Text extract
◆ ◆ ◆ ◆ ◆ ◆ ◆

# Bogged down Craftsman compressor - Part 2



## joecaption (Nov 30, 2011)

One of three things, Did you check the incoming wiring to make sure you have 220 volts, If one leg drops out it would try to start but cause the motor to over heat.
Does the motor have a capisitor. Test it. With out it the motor does not get the kick in the butt to get it turning.
Does the pump on the compresser have an unloader valve. Bigger ones have a valve that dumps the pressure on the heads and once the motor turns it closes the valve,


----------



## spavined (Feb 16, 2010)

Thanks for the quick reply. It's gotten more interesting.

I took your advice and looked into the areas you note. I found:
-The outlet is providing 220v
-The line is providing 220v
-The load to the motor Is 220v
-The unloader valve appears to be working properly.

(- I did not get to the capacitor)

One thing I did notice is the connections on the line were poor, so I refitted them. I tried the switch on an empty tank and, while there was a bit of a lag, it worked! I tried again, same result. This worked up to time #5, where's at 40psi my luck ran out. It bogged very briefly, I heard a clicking sound of some nature coming from the motor, and it stopped working altogether. Pressing the reset button did no good. The load is still 220v, but something inside the motor is no longer functioning. 

Could a blown capacitor be the cause, or would a bad capacitor only go so far as to fail to provide that initial boost to get the motor going? If it could be a cause, or is otherwise worth checking: what is the procedure for checking a capacitor? I'm not certain how to approach this.

◆ ◆ ◆ ◆ ◆ ◆ ◆

Job 1
Please identify every line in the rows below that holds the string "Query", and copy each one; case counts.

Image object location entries
◆ ◆ ◆ ◆ ◆ ◆ ◆

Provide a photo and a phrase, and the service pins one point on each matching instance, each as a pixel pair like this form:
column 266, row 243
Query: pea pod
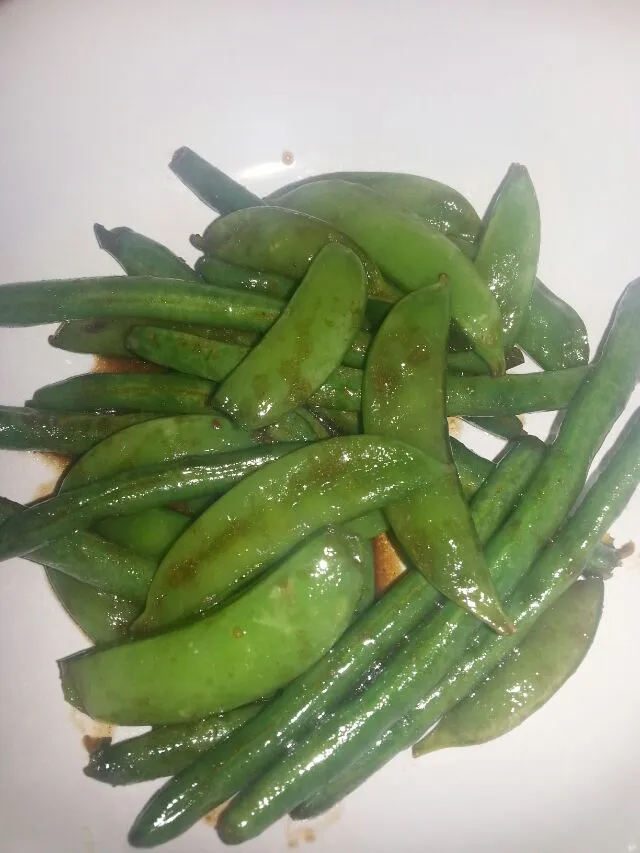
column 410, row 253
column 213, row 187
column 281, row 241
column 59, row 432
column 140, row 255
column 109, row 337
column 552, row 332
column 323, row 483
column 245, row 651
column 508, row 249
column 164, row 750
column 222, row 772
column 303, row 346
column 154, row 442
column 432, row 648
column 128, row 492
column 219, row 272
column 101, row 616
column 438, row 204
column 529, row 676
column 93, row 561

◆ ◆ ◆ ◆ ◆ ◆ ◆

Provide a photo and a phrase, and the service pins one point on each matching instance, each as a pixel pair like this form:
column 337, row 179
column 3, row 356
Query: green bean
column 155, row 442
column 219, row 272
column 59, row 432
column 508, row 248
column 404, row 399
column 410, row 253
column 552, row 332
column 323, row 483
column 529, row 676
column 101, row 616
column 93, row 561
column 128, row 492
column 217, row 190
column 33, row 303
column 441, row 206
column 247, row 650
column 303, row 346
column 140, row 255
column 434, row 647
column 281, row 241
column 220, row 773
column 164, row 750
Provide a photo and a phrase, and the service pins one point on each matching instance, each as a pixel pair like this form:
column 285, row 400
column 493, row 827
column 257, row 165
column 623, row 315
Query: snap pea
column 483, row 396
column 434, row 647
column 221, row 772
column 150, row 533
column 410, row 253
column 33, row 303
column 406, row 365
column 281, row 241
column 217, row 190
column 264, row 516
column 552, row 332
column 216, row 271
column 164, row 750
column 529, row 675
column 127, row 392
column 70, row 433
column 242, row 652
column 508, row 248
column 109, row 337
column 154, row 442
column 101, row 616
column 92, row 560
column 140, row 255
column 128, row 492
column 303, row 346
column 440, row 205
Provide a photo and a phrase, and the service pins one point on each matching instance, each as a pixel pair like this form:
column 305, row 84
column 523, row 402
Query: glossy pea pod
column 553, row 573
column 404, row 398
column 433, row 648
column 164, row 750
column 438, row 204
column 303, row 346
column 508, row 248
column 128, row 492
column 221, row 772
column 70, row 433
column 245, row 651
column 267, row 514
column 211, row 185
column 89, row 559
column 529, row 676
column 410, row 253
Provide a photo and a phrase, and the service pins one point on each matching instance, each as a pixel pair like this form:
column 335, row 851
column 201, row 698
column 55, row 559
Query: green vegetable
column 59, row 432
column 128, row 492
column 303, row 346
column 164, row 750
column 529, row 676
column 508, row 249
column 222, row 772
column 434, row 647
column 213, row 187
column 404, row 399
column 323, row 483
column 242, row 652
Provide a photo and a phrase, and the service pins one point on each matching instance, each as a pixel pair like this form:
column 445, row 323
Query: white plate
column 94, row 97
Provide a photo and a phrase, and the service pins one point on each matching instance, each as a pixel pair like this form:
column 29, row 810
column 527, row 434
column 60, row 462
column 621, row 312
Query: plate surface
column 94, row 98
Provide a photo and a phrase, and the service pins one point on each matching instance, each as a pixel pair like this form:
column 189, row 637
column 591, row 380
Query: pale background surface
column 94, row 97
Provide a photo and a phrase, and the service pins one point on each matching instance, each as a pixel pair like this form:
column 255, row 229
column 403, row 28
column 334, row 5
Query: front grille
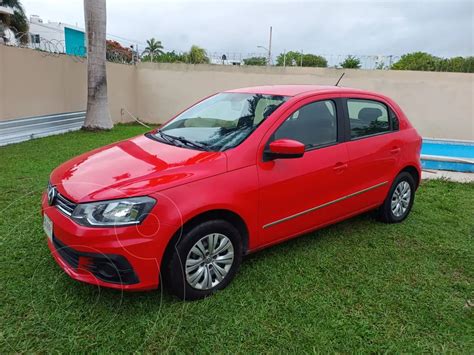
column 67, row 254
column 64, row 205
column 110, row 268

◆ ◆ ◆ ◆ ◆ ◆ ◆

Job 2
Decide whether each statement agrees with the compressor thread, answering yes or no and quoting the deciding words of the thread: (a) The outlet was measured at 220v. (b) The capacitor was tested. (c) Pressing the reset button got the motor working again.

Written answer 1
Query: pea pod
Query: green bean
Query: snap pea
Query: glossy pea pod
Query: green vegetable
Query: white plate
Query: plate surface
Query: pale background surface
Query: front grille

Written answer 2
(a) Yes: "-The outlet is providing 220v"
(b) No: "(- I did not get to the capacitor)"
(c) No: "Pressing the reset button did no good."